■ **Selected text**
◇ ◇ ◇ ◇

Report: Treasure Data fair usage limits
Executive summary
Treasure Data publishes a detailed ICDP Fair Usage and Performance Policy that sets tiered limits for ingest, storage, instances, users, and sandbox usage. The policy is explicit about enforcement (notifications, cure periods, and automatic upgrades/overage charges) and prescribes operational best practices. In practice these limits are generous for many enterprise workloads (high ingestion rates, petabyte-scale storage and a stated ~2 million records/sec ingestion capability), but they can also produce unexpected cost and operational friction when customers exceed thresholds or attempt production-scale testing in Sandbox environments.
This report presents evidence from Treasure Data documentation and customer case studies, contrasts supportive and critical perspectives, and ends with a pragmatic design checklist and patterns to reliably operate within the fair usage boundaries.

◇ ◇ ◇ ◇

■ **To be done**
1. Write out the portion of the Treasure Data fair usage report starting at "This report presents" and ending at "fair usage boundaries.".
2. Pick up the Treasure Data fair usage report from its final sentence and keep writing it.

■ **Recorded data**
◇ ◇ ◇ ◇

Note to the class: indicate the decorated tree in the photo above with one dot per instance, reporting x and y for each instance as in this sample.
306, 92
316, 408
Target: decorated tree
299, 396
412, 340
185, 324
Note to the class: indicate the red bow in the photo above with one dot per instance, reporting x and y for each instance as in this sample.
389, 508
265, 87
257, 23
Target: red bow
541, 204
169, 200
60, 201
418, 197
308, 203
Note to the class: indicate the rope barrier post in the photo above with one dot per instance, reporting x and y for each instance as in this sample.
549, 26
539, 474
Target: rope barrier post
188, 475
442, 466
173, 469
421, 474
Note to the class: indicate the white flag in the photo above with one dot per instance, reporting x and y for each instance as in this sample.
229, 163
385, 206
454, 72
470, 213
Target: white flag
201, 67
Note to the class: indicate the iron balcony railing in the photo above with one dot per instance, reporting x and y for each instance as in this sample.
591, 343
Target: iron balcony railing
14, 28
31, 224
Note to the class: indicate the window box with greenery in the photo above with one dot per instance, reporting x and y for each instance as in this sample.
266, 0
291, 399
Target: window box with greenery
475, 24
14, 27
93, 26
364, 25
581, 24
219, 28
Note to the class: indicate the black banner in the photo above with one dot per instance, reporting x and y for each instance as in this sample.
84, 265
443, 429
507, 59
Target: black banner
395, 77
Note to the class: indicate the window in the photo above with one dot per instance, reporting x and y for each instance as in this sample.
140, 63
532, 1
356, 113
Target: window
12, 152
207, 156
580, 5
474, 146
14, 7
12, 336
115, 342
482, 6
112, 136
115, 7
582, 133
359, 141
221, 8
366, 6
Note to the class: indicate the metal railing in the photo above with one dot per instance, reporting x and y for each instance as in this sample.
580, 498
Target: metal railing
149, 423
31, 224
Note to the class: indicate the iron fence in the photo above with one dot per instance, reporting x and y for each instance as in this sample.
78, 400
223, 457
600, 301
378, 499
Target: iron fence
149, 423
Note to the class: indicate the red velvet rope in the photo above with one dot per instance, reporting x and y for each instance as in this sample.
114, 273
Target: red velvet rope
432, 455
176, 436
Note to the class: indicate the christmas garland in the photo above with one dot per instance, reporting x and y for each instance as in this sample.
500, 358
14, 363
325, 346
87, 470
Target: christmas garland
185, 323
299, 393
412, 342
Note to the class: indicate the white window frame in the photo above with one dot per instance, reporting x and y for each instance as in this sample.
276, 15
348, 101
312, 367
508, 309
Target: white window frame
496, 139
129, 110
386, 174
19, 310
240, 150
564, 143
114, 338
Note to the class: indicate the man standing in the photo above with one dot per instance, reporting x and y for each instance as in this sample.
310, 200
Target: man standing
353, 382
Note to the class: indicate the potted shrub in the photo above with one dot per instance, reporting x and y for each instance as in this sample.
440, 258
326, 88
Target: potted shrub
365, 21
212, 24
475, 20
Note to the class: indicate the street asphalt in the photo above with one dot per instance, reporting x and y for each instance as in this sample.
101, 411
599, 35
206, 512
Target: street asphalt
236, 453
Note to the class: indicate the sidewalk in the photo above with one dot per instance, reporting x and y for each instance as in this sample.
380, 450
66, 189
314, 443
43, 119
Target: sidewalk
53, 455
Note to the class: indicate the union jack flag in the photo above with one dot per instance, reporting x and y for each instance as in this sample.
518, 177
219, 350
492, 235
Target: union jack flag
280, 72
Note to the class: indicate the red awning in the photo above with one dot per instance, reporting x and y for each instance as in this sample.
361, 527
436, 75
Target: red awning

◇ ◇ ◇ ◇

■ **Exercise results**
1.
This report presents evidence from Treasure Data documentation and customer case studies, contrasts supportive and critical perspectives, and ends with a pragmatic design checklist and patterns to reliably operate within the fair usage boundaries.

2.
What Treasure Data says (selected excerpts)
"If Customer exceeds any of the above limitations for their purchased ICDP Tier: Notification of the excess will be sent to the e-mail address associated with Customer’s Instance; Customer will have until the end of the month in which notice is sent to reduce usage below the limits; and If usage continues to exceed the specified limit at the end of the month in which notice is sent, Customer will be automatically upgraded to the next level per the 'Upgrade Pricing & Overages Table'..." (ICDP Fair Usage and Performance Policy).
"Customers shall not run production-level volumes and/or frequency of real-time data processing in Sandbox Instances. Customers shall not perform sustained or high-throughput load testing, including ongoing simulations of user activity or latency tracking, in Sandbox Instances." (Terms of Service / Sandbox guidance).
"Treasure Data will provision sufficient infrastructure resources for customers to ingest, cleanse, unify, segment, activate, orchestrate and analyze their profile and behavior data volumes while meeting the following minimum performance standards: Query Success Rate (QSR): 99.9%." (ICDP Fair Usage and Performance Policy).
The two perspectives: TD Advocate vs Skeptical DBA
TD Advocate (supportive)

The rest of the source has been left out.